Pringsewu – Polemik manajemen Cafe Ummika belum mereda. Setelah Komisi IV DPRD Pringsewu bersama Disporapar dan Satpol PP melakukan inspeksi mendadak (sidak) pada Jumat (16/5/2025) sekira Pukul 14.00 WIB, kini satu per satu mantan karyawan kembali angkat suara.
Pengakuan terbaru datang dari AG, mantan pegawai yang menyoroti dugaan manipulasi sistem kerja pasca-viral kasus tersebut.
“Dia pinter ngatur narasi. Setelah berita ramai, sistem diubah biar kesannya sudah baik. Karyawan baru pasti bilang ‘enggak ada masalah’, karena semuanya udah dibenerin,” kata AG kepada wartawan ini, Jumat (16/5/2025) malam.
AG mengaku pernah mengalami tekanan verbal, sistem kerja yang melelahkan, hingga gaji yang kerap terlambat.
“Kita itu kerja di bawah tekanan. Umpatan kayak bangsat, tolol, anjing, itu biasa banget,” ujarnya.
AG juga menyebut praktik denda yang diterapkan tanpa kejelasan, termasuk potongan karena hal sepele seperti potong rambut saat belum masuk jam kerja.

## Tugas Latihan
a: Sebutkan pihak yang melakukan inspeksi mendadak menurut berita tentang Cafe Ummika.
b: Sebutkan semua hal yang diakui AG pernah ia alami menurut berita tentang Cafe Ummika.
c: Lanjutkan berita tentang Cafe Ummika mulai setelah kalimat terakhirnya.
Data tidak berasal dari berita tentang Cafe Ummika, melainkan dari sumber lain.

## Data yang Diberikan

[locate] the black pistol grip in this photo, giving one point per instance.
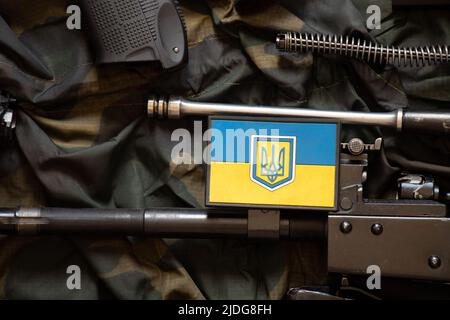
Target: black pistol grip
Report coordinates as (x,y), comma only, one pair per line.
(136,31)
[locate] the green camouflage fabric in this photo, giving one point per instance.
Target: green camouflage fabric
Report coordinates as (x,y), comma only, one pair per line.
(83,139)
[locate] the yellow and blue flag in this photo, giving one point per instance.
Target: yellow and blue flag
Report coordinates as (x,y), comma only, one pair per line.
(273,163)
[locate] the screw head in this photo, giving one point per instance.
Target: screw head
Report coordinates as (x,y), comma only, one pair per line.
(377,229)
(356,146)
(434,262)
(346,203)
(345,227)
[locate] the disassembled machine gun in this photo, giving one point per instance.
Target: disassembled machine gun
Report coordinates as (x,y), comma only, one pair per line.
(406,237)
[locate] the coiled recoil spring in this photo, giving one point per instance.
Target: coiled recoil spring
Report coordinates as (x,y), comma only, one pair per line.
(362,49)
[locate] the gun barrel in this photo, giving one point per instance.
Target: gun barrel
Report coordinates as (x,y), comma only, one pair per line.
(175,108)
(160,222)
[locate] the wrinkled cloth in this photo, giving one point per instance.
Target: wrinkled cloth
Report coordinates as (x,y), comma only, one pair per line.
(83,139)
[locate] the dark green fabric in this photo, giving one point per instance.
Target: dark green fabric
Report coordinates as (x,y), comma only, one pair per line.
(83,139)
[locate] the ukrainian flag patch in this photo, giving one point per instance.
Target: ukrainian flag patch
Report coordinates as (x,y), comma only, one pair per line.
(273,163)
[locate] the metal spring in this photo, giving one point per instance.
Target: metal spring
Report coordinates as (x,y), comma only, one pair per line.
(362,49)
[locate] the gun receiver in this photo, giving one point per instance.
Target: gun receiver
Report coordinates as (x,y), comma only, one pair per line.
(406,237)
(174,108)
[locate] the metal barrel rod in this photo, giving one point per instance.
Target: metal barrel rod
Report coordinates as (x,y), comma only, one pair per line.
(160,222)
(175,108)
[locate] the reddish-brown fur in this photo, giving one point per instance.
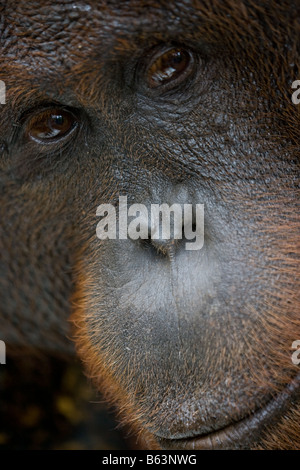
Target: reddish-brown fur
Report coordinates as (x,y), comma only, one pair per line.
(51,258)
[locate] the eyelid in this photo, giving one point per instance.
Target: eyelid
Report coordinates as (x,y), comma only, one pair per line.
(35,116)
(170,85)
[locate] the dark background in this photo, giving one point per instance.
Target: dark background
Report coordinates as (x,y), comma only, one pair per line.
(47,403)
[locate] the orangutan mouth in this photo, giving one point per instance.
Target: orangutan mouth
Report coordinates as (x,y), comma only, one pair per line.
(244,433)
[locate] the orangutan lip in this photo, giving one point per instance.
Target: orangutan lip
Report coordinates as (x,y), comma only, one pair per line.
(240,435)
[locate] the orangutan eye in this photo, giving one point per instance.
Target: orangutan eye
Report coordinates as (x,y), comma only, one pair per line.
(50,125)
(169,68)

## Jawaban Tertulis
a: Komisi IV DPRD Pringsewu bersama Disporapar dan Satpol PP.

b: Tekanan verbal, sistem kerja yang melelahkan, dan gaji yang kerap terlambat.

c:
“Temen saya didenda cuma potong rambut jam 11 siang, padahal jam kerja dimulai jam 3 sore. Aneh banget,” ucap AG.
Soal perlakuan administratif, AG membenarkan praktik penahanan KTP yang sebelumnya ramai diberitakan. Menurutnya, KTP asli sempat ditahan, dan baru akhir-akhir ini diganti dengan permintaan fotokopi saja.
“Waktu kami, KTP asli ditahan. Sekarang katanya cuma diminta fotokopian, biar kesannya udah berubah,” jelasnya.
AG bahkan menyebut sistem evaluasi dan briefing yang berlangsung hingga subuh sebagai bentuk pelanggaran jam kerja.
“Briefing bisa sampai jam setengah 6 pagi. Kita protes, tapi katanya kalau kami hitung-hitungan kerja, dia juga hitung semuanya: makan, WiFi, tempat tidur. Padahal itu kan fasilitas dasar,” ucapnya lagi.
AG berharap pemerintah tidak berhenti pada sidak semata, tetapi membuat sistem perlindungan hukum yang konkret.
“Harus ada perjanjian tertulis antara owner dan pemerintah, disaksikan juga oleh karyawan. Jadi kalau dilanggar, ada sanksi,” tutupnya. ( * )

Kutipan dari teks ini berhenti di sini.